*Collected data:*
--- START ---

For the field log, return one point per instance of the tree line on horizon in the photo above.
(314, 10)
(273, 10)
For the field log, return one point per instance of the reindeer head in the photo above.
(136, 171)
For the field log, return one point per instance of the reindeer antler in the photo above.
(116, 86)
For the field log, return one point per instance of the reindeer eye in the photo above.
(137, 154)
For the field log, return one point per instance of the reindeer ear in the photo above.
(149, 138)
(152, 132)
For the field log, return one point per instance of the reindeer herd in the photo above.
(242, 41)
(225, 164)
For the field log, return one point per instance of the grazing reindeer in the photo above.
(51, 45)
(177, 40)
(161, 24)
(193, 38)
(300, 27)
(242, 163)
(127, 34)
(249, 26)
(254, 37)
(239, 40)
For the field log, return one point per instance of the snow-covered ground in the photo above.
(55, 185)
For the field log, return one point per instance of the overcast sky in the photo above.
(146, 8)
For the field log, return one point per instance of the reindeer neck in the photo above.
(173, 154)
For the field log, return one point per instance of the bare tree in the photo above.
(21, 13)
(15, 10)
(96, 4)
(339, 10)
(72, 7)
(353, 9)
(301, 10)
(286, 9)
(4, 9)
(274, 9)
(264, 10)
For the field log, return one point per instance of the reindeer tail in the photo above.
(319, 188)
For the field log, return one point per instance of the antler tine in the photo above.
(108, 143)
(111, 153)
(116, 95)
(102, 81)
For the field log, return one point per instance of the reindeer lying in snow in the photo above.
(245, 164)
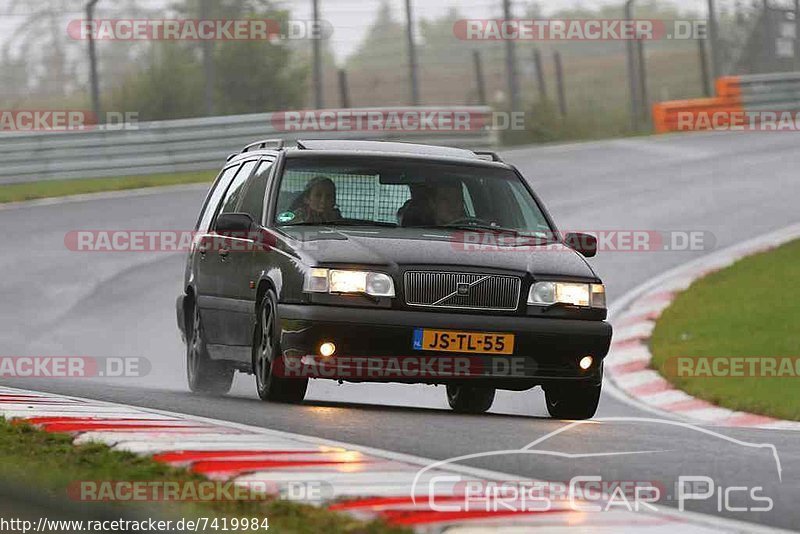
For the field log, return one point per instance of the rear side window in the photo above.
(236, 190)
(210, 208)
(253, 199)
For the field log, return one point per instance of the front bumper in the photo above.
(376, 345)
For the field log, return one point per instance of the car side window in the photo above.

--- END ---

*Problem:* Copy every one of the collected data lines above word for word, but leave the pictures out of your answer.

*Problem solution:*
For the field log, return one point per instance of the tree line on horizon in the photo above.
(314, 10)
(273, 10)
For the field log, return one point per instance of the reindeer head in the photo above.
(136, 171)
For the field log, return one point per instance of the reindeer antler in the photo above.
(116, 86)
For the field log, return one point per instance of the reindeer eye in the photo above.
(137, 154)
For the field log, return one point per instance of the reindeer ear in the photo above.
(149, 138)
(152, 132)
For the field log, return one point per instance of the reindeer herd in the photo above.
(242, 41)
(225, 164)
For the field log, return one point per instance of the grazing reindeer in the photo above.
(51, 45)
(177, 40)
(161, 24)
(193, 38)
(300, 27)
(242, 163)
(127, 34)
(249, 26)
(254, 37)
(239, 40)
For the field log, return one point per instance of the snow-covered ground in the photo above.
(55, 185)
For the field log, return one point per instance of the overcast sky in the photo above.
(146, 8)
For the field log, return one point per instance of the reindeer neck in the photo above.
(173, 154)
For the field log, return one point per instance of the bare tree in the photo above.
(21, 13)
(15, 10)
(96, 4)
(339, 10)
(72, 7)
(353, 9)
(301, 10)
(286, 9)
(4, 9)
(274, 9)
(264, 10)
For the field log, return one point per instance of the reindeer tail in the photo above.
(319, 188)
For the field log, return one point per instance of the antler tine in the photo above.
(108, 143)
(111, 153)
(116, 95)
(102, 81)
For the field log, return one point per instance of the reindeer lying in snow in the photo above.
(245, 164)
For the field log, return one point per instance of the rear side window in the photo above.
(236, 190)
(210, 208)
(253, 199)
For the field log, return one point per instance of the front bumper in the photo above.
(376, 345)
For the field log, return one point per instance of the car side window in the photo above.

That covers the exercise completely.